** BEGIN **

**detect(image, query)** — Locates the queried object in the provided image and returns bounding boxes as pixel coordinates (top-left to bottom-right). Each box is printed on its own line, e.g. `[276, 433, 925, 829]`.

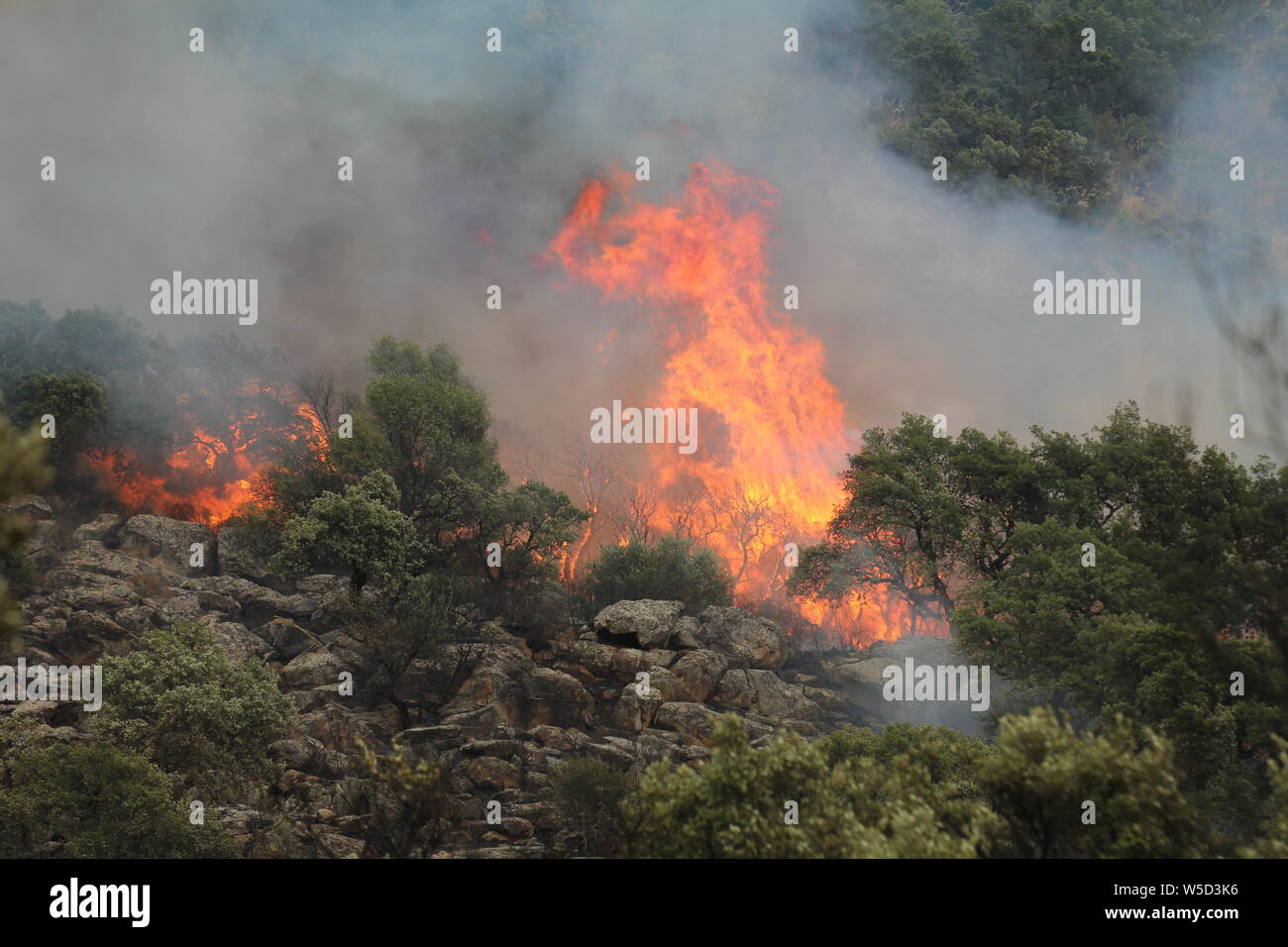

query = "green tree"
[358, 738, 451, 858]
[93, 622, 293, 796]
[269, 472, 416, 598]
[8, 373, 107, 476]
[979, 707, 1202, 858]
[0, 720, 237, 858]
[343, 575, 477, 729]
[355, 336, 505, 533]
[583, 536, 733, 614]
[550, 755, 630, 858]
[622, 715, 987, 858]
[0, 416, 49, 648]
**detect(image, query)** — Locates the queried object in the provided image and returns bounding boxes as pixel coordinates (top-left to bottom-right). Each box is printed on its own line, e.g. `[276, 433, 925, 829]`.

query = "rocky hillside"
[0, 498, 944, 857]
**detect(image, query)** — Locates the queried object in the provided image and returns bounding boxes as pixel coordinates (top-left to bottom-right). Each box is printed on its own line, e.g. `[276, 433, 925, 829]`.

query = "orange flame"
[550, 163, 937, 642]
[87, 386, 326, 527]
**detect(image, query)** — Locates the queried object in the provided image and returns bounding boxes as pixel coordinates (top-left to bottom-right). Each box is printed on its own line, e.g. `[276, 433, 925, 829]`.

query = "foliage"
[583, 536, 733, 614]
[979, 707, 1201, 858]
[358, 738, 450, 858]
[344, 575, 476, 728]
[793, 404, 1288, 836]
[550, 755, 628, 858]
[0, 720, 237, 858]
[1239, 740, 1288, 858]
[0, 416, 49, 648]
[622, 715, 988, 858]
[269, 472, 415, 595]
[831, 0, 1274, 217]
[93, 621, 293, 797]
[7, 373, 107, 478]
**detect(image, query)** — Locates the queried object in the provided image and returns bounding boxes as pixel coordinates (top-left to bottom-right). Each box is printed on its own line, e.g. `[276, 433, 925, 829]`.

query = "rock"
[519, 668, 595, 727]
[268, 737, 325, 772]
[121, 513, 215, 576]
[72, 513, 125, 545]
[219, 526, 269, 582]
[0, 493, 54, 519]
[210, 621, 268, 668]
[612, 681, 665, 730]
[463, 756, 519, 789]
[280, 651, 344, 690]
[823, 655, 894, 688]
[671, 648, 729, 703]
[116, 605, 161, 634]
[716, 670, 818, 720]
[255, 618, 313, 661]
[653, 701, 720, 743]
[595, 599, 684, 648]
[697, 605, 790, 672]
[671, 614, 702, 648]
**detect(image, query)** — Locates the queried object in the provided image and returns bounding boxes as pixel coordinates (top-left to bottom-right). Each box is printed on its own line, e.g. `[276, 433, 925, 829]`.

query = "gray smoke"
[0, 0, 1284, 464]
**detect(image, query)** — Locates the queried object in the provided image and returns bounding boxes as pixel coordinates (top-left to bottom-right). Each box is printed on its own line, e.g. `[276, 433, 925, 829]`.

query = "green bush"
[94, 622, 293, 797]
[622, 715, 992, 858]
[583, 536, 733, 614]
[0, 721, 237, 858]
[550, 756, 628, 857]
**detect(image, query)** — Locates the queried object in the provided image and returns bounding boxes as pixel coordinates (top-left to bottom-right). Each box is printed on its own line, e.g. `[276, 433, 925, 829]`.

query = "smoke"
[0, 0, 1283, 464]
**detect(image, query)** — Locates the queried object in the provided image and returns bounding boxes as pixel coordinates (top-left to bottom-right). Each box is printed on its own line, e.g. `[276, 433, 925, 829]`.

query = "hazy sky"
[0, 0, 1284, 456]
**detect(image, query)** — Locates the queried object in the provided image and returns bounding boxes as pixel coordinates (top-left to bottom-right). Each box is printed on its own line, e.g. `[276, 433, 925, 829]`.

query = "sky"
[0, 0, 1285, 459]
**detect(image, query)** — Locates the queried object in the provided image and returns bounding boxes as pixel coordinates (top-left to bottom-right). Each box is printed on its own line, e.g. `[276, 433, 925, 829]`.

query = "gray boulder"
[121, 513, 215, 576]
[595, 599, 684, 648]
[697, 605, 791, 672]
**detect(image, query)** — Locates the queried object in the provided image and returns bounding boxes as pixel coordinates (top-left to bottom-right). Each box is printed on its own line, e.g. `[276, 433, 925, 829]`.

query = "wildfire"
[550, 164, 937, 642]
[87, 385, 326, 527]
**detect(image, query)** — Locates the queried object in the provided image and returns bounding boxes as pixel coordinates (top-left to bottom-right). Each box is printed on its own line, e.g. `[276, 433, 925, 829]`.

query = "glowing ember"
[89, 386, 326, 527]
[551, 164, 942, 640]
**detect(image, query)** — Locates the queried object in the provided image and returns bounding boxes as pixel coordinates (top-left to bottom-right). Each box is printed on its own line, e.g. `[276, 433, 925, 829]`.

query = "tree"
[979, 707, 1201, 858]
[789, 415, 1046, 620]
[356, 336, 505, 533]
[584, 536, 733, 614]
[0, 720, 237, 858]
[8, 373, 107, 479]
[622, 715, 987, 858]
[1239, 740, 1288, 858]
[344, 575, 477, 729]
[269, 472, 416, 598]
[0, 416, 49, 648]
[93, 621, 293, 796]
[358, 738, 451, 858]
[550, 756, 628, 858]
[466, 480, 590, 618]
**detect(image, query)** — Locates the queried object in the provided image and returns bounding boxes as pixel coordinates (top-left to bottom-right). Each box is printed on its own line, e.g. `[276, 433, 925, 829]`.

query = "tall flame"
[89, 385, 326, 527]
[550, 163, 926, 649]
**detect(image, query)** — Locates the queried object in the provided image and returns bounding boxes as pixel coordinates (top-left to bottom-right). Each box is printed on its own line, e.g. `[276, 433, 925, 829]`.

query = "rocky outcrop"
[695, 605, 790, 672]
[595, 599, 684, 648]
[0, 507, 881, 858]
[121, 513, 215, 576]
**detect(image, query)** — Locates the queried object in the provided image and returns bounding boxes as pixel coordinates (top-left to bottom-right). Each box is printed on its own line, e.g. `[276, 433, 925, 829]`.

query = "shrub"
[0, 721, 237, 858]
[94, 622, 293, 795]
[622, 715, 991, 858]
[550, 756, 628, 857]
[584, 536, 733, 613]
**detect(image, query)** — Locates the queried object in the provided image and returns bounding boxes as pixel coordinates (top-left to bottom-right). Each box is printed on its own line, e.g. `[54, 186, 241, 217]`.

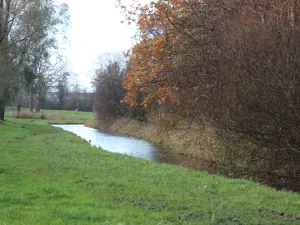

** END **

• [REQUEST]: Convert all of the items above into a JSON list of strings, one string per line, omitting blank lines and leaving the pictures out.

• [EXERCISE ANSWER]:
[
  "**detect(image, query)** — Locates the queried object in the provided image and returns bounding boxes as pixel coordinates (top-left to bottom-right). Each box is printed on its own line, e.g. `[276, 433, 925, 829]`.",
  "query = \"green tree\"",
  "[358, 738, 451, 858]",
  "[93, 622, 293, 796]",
  "[269, 472, 416, 598]",
  "[8, 373, 107, 476]",
  "[979, 707, 1202, 858]",
  "[0, 720, 237, 858]",
  "[343, 575, 477, 729]",
  "[355, 336, 505, 533]",
  "[583, 536, 733, 614]",
  "[550, 755, 630, 858]",
  "[622, 715, 987, 858]",
  "[0, 416, 49, 648]",
  "**detect(image, query)** — Locates the queried object in the provided image and returns bounding boxes as pixel coordinates (top-left to bottom-right). Each box is printed on its own line, e.g. `[276, 433, 925, 829]`.",
  "query = \"rocky hillside\"",
  "[0, 498, 944, 857]",
  "**detect(image, query)** — Locates the queried object in the provided image and returns bounding boxes as pixel coordinates (top-left to bottom-right). Each box is printed on its own line, e.g. `[276, 433, 925, 829]`.",
  "query = \"orange flame\"",
  "[550, 163, 937, 642]",
  "[87, 386, 326, 527]",
  "**detect(image, query)** — Locates the queried object in the provided image and returns bounding boxes as pixel coordinates (top-left to bottom-right). Each box is printed on its own line, e.g. `[276, 433, 925, 829]`.",
  "query = \"foliage\"",
  "[583, 536, 733, 614]",
  "[979, 707, 1201, 858]",
  "[358, 738, 450, 858]",
  "[344, 575, 476, 728]",
  "[793, 404, 1288, 836]",
  "[550, 755, 628, 858]",
  "[0, 720, 237, 858]",
  "[1239, 740, 1288, 858]",
  "[0, 416, 49, 648]",
  "[622, 715, 988, 858]",
  "[269, 472, 415, 595]",
  "[831, 0, 1274, 217]",
  "[93, 621, 293, 797]",
  "[7, 373, 107, 478]",
  "**detect(image, query)** — Locates the queried object in the provided image and returns bounding boxes as pixel coordinates (top-left to bottom-right). Each box is printed on its own line, e.g. `[276, 433, 925, 829]`.",
  "query = \"rock\"",
  "[519, 668, 595, 727]",
  "[268, 737, 325, 772]",
  "[121, 513, 215, 576]",
  "[72, 513, 125, 545]",
  "[219, 526, 269, 582]",
  "[0, 493, 54, 519]",
  "[210, 621, 268, 668]",
  "[612, 681, 665, 730]",
  "[463, 756, 519, 789]",
  "[280, 651, 344, 690]",
  "[823, 655, 894, 688]",
  "[671, 648, 729, 703]",
  "[116, 605, 161, 634]",
  "[716, 670, 818, 720]",
  "[255, 618, 313, 661]",
  "[653, 701, 720, 743]",
  "[595, 599, 684, 648]",
  "[697, 605, 790, 672]",
  "[671, 614, 702, 648]",
  "**detect(image, query)** — Locates the queried object in the provided image and returns bounding boxes as pixel coordinates (top-left to bottom-right). Each box is printed on its own line, e.g. `[276, 433, 925, 829]`.",
  "query = \"gray smoke\"",
  "[0, 0, 1284, 464]",
  "**detect(image, query)** — Locates the queried object in the provided image and returns bounding boxes as pixel coordinates (top-left to bottom-right). Each box is printed on its own line, e.g. `[276, 433, 925, 829]`.",
  "query = \"green bush\"",
  "[94, 622, 293, 797]",
  "[622, 715, 992, 858]",
  "[583, 536, 733, 614]",
  "[0, 721, 237, 858]",
  "[550, 756, 628, 857]",
  "**detect(image, query)** — Locates the queried object in the provided image and returns bounding boxes as pixel coordinates (top-left to bottom-right). Each box is printed on its own line, e.g. `[276, 433, 925, 829]`.",
  "query = \"smoke\"",
  "[0, 0, 1283, 464]",
  "**detect(image, query)** — Locates the queried object in the provided image and returns bounding boxes as pixel coordinates (top-left to bottom-right). Each box is printed on its own line, e.g. `[276, 433, 925, 829]`.",
  "query = \"hazy sky\"",
  "[0, 0, 1284, 456]",
  "**detect(image, query)** — Locates the queried object in the provided image and returns bounding boxes as pixel coordinates (top-left to bottom-right). Each box is printed on its own line, e.g. `[276, 433, 925, 829]`.",
  "query = \"sky\"",
  "[0, 0, 1285, 459]",
  "**detect(image, query)** — Locates the queried object in the provided image and returns bounding boxes as pixel coordinates (top-left to bottom-right). Each box is printed on its own line, e.g. `[276, 433, 925, 829]`.",
  "query = \"gray boulder\"",
  "[121, 513, 215, 576]",
  "[595, 599, 684, 648]",
  "[697, 605, 791, 672]",
  "**detect(image, query)** — Locates the queried object in the provided image and returns bounding boxes as pixel coordinates (top-left to bottom-right). Each box is printed on its own line, e.g. `[276, 433, 925, 829]`.",
  "query = \"wildfire\"",
  "[550, 164, 937, 642]",
  "[87, 385, 326, 527]",
  "**detect(image, query)** — Locates the queried object in the provided image and returns bounding boxes as pixel coordinates (top-left to bottom-right). Each box is printed on its own line, e.g. `[276, 433, 925, 829]`.",
  "query = \"glowing ember\"",
  "[89, 386, 326, 527]",
  "[551, 164, 942, 640]",
  "**detect(image, query)** — Locates the queried object in the provided image and returns bounding boxes as pixel coordinates (top-left to bottom-right). Each box is printed on its own line, e.g. `[276, 433, 925, 829]`.",
  "query = \"tree\"",
  "[979, 707, 1201, 858]",
  "[789, 415, 1046, 620]",
  "[356, 336, 505, 533]",
  "[584, 536, 733, 614]",
  "[0, 720, 237, 858]",
  "[8, 373, 107, 479]",
  "[622, 715, 987, 858]",
  "[1239, 740, 1288, 858]",
  "[344, 575, 477, 729]",
  "[269, 472, 416, 598]",
  "[0, 416, 49, 648]",
  "[93, 621, 293, 796]",
  "[358, 738, 451, 858]",
  "[550, 756, 628, 858]",
  "[466, 480, 590, 618]",
  "**detect(image, query)** — Locates the queried object in the provided image and returns bounding boxes as pixel coordinates (top-left to bottom-right). Each box is printed on its own line, e.g. `[276, 433, 925, 829]`.",
  "query = \"tall flame\"",
  "[89, 385, 326, 527]",
  "[550, 163, 926, 649]",
  "**detect(image, query)** — Locates the queried object in the provided image and returns bounding boxes as pixel coordinates (top-left to bottom-right). Each box is printed on its own line, e.g. `[276, 433, 925, 829]`.",
  "query = \"rocky outcrop\"",
  "[695, 605, 790, 672]",
  "[595, 599, 684, 648]",
  "[0, 507, 881, 858]",
  "[121, 513, 215, 576]",
  "**detect(image, query)** — Locates the queried object in the provided image and returns bounding boxes as pixel coordinates (top-left to bottom-right). Each box is printed on its own line, e.g. `[276, 433, 925, 829]`.",
  "query = \"shrub\"",
  "[0, 721, 237, 858]",
  "[94, 622, 293, 795]",
  "[622, 715, 991, 858]",
  "[550, 756, 628, 857]",
  "[584, 536, 733, 613]",
  "**detect(image, query)** — Locates the queried object in the provided image and returns bounding boxes as pixel coordinates (top-left to bottom-right). Each box is printed on its own line, e.g. `[54, 186, 241, 217]`."
]